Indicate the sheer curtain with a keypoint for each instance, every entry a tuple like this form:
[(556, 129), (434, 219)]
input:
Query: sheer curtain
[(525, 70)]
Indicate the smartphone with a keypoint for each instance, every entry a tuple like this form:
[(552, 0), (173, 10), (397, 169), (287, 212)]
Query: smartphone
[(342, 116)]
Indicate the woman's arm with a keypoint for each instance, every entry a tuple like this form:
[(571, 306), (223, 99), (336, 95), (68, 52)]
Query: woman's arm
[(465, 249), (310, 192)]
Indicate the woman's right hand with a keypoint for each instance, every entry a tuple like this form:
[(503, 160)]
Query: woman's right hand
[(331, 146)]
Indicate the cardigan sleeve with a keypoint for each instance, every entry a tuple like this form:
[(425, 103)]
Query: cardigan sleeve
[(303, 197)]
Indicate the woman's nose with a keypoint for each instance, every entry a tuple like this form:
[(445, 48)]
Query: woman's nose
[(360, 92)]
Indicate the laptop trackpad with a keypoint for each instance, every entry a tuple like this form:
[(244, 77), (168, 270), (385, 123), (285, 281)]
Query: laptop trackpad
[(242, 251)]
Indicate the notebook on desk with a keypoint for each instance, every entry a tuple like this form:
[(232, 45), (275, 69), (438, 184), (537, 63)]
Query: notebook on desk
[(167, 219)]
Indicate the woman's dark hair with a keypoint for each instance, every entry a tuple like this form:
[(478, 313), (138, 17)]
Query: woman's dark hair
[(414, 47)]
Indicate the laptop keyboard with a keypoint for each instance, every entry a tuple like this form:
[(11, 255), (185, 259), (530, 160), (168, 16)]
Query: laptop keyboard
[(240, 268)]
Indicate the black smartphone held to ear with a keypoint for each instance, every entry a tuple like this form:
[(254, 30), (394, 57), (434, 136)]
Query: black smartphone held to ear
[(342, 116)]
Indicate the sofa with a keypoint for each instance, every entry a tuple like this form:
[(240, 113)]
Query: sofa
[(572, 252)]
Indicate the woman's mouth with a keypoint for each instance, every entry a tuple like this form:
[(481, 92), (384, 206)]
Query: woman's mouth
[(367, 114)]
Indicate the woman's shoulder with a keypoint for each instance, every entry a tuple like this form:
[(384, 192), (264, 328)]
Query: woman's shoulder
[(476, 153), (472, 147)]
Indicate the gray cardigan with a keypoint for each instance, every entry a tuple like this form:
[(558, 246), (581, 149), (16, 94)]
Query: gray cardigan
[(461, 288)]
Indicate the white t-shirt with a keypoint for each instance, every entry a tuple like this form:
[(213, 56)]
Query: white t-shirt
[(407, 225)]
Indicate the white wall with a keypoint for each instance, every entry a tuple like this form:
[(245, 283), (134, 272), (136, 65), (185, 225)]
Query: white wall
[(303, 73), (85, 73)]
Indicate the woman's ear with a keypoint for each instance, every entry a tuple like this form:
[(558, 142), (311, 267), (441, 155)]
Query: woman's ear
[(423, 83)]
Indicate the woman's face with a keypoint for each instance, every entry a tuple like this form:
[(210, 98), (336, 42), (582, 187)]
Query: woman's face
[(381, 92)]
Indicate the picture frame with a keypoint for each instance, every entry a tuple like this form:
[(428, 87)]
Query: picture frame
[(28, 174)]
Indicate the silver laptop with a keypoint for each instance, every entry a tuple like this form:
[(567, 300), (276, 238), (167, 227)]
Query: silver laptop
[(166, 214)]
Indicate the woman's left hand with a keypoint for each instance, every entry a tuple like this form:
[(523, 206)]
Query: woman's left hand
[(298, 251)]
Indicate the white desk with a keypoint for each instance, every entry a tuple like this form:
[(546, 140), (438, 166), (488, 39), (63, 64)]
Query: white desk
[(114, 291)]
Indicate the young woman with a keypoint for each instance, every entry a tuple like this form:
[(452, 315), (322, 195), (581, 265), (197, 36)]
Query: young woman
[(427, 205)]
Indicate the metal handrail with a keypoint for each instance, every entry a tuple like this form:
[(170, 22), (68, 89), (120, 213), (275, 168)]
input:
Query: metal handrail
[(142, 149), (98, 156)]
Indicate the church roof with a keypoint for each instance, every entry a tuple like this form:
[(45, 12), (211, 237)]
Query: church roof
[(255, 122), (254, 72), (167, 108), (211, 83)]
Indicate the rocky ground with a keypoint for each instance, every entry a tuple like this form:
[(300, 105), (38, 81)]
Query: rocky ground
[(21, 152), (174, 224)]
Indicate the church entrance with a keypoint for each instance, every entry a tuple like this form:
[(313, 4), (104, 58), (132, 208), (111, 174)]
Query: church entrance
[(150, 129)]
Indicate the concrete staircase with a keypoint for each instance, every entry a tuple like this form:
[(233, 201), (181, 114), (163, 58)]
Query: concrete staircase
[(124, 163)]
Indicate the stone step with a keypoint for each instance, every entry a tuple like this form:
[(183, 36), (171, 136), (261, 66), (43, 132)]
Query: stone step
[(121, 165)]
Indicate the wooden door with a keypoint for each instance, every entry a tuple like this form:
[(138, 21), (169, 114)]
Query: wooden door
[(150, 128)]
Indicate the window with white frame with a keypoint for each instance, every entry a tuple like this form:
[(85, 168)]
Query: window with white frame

» Task details: Go through the entries above and copy out every line that includes the word "window".

» Final answer:
Indicate the window with white frame with a keypoint for each instance, every entry a tuple like this form:
Query: window with white frame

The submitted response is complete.